Mais l'innovation ne s'arrête pas là. Cette application sera certainement développée en dehors de l'Europe, où le RGPD fait peser trop d'incertitudes sur ce projet, et les investisseurs localiseront leurs traitements là où ce sera plus simple. L'Afrique, le Moyen-Orient et l'Asie ne manqueront pas de pays qui accueilleront ces nouveaux "centres de traitements" à bras ouverts.
Pour GreenSI, après le dumping fiscal qui exploite les écarts de réglementation à l'échelle de la planète, l'Europe est en train de créer les bases du "dumping traitement des données" en créant une telle distortion dans la localisation des captures des données et des traitements.
En revanche, une fois cette IA développée et codée dans une caméra, on pourra l'exploiter en Europe. Ainsi , sans aucun stockage, cette caméra intelligente permettra de mettre en œuvre son intelligence en temps réel sans enfreindre aucun règlement. Ce bijou aura donc été développé par des ingénieurs non localisés en Europe ; et les millions d'emplois pour l'apprentissage de l'IA de nos prévisions seront également localisés en dehors de l'Europe. D'où la prudence affichée par GreenSI sur les prévisions en matière d'IA.
On peut aussi imaginer qu'ils puissent être localisés en Europe de manière "irrégulière" pour prendre l'image du travail non déclaré et l'étendre aux "traitements non déclarés"...
Le RGPD va mobiliser les rares ressources qui comprennent le sujet et les données, va créer des doutes sur les usages et demander de multiples validations (comme on les aiment) pour les projets de traitement de données.
De là à dire que le RGPD va bloquer en Europe des projets d'innovation majeurs, il n'y a qu'un pas que GreenSI franchi sans aucune hésitation.
Le crin de cheval qui retenait l'épée de Damoclès ne pourra que lâcher...
Et puis derrière le RGPD se cache également le règlement "ePrivacy", qui va demander d'obtenir l'accord des consommateurs pour tout enregistrement d'information, et qui va en l'état acter la fin des cookies (légaux) en Europe.
À titre d'illustration, le 14 décembre notre licorne nationale Criteo s'effondrait en bourse d'un quart de sa valeur, car Apple, qui avait restreint l'utilisation des cookies sur iOS, commençait à impacter ses comptes prévisionnels.

══════════════════════════════

◆ **CONSIGNE 1**
Recopiez fidèlement le passage du texte sur le RGPD allant de "Mais l'innovation ne" jusqu'à "à bras ouverts." inclus.
◆ **CONSIGNE 2**
D'après le texte sur le RGPD, pourquoi Criteo a-t-elle perdu un quart de sa valeur en bourse le 14 décembre ? Répondez en une à trois phrases.
◆ **CONSIGNE 3**
Rédigez la suite du texte sur le RGPD et l'innovation en Europe, à partir de sa dernière phrase.

◆ **EXTRAIT DES DONNÉES**
══════════════════════════════

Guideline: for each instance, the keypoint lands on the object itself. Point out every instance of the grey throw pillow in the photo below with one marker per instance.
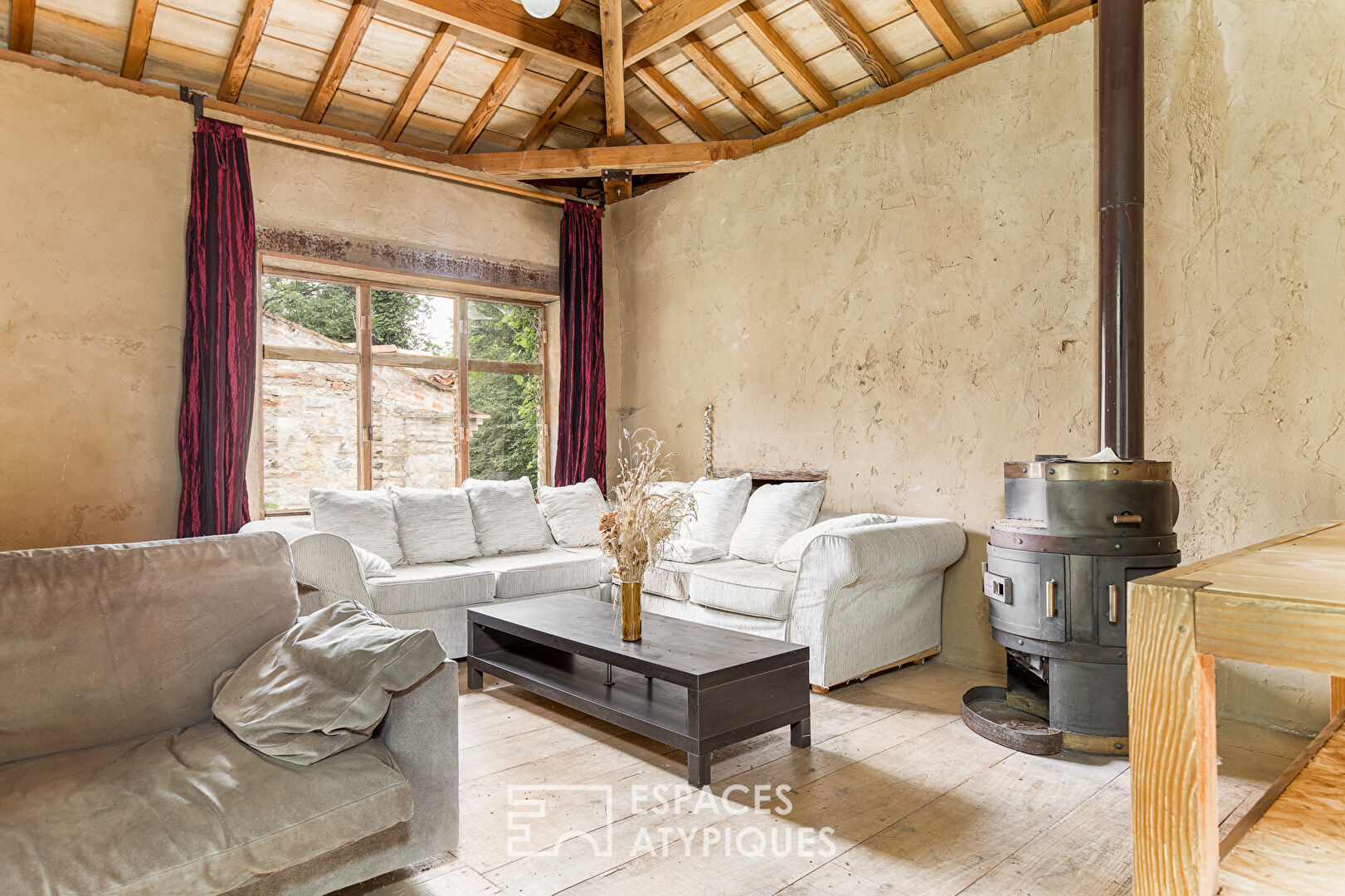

══════════════════════════════

◆ **RÉSULTAT 1**
Mais l'innovation ne s'arrête pas là. Cette application sera certainement développée en dehors de l'Europe, où le RGPD fait peser trop d'incertitudes sur ce projet, et les investisseurs localiseront leurs traitements là où ce sera plus simple. L'Afrique, le Moyen-Orient et l'Asie ne manqueront pas de pays qui accueilleront ces nouveaux "centres de traitements" à bras ouverts.

◆ **RÉSULTAT 2**
Criteo a perdu un quart de sa valeur en bourse parce qu'Apple, qui avait restreint l'utilisation des cookies sur iOS, commençait à impacter ses comptes prévisionnels.

◆ **RÉSULTAT 3**
Sans aucun doute les GAFAs, par le contrôle des navigateurs et leur maîtrise de l'expérience clients, n'auront pas de mal a être conformes aux nouveaux règlements. Quel utilisateur de Facebook ou de Gmail ne validera pas la demande et prendra le risque de perdre son profil, toutes ses données et de ne plus utiliser leurs services ? Et puis Facebook a déjà commencé à proposer des fonctionnalités "hors Europe" non disponibles pour les profils européens. Le RGPD ne va pas stopper les fonctionnalités exploitant les données personnelles, il va les écarter de l'Europe.
En revanche, ce sera beaucoup plus difficile pour de nouvelles startups ou des médias avec une base de lecteurs plus réduite. De là à dire que la "ePrivacy" va consolider les positions des GAFAs, il n'y a également qu'un pas que GreenSI a franchi sans hésitation.
Et puis du côté des BATX, en Chine, le traitement des images sur l'espace public est possible et est même déjà utilisé avec de la reconnaissance faciale pour commander son repas en fast-food. On est reconnu, on peut voir son profil sur l'écran de la caisse, et avoir son compte WeChat débité du montant de son achat par un simple regard.
Ceci va bien sûr amener en Europe une protection des données qui fera envie aux citoyens du monde !?
Les entreprises européennes vont en tirer un avantage compétitif mondial qui sera décisif !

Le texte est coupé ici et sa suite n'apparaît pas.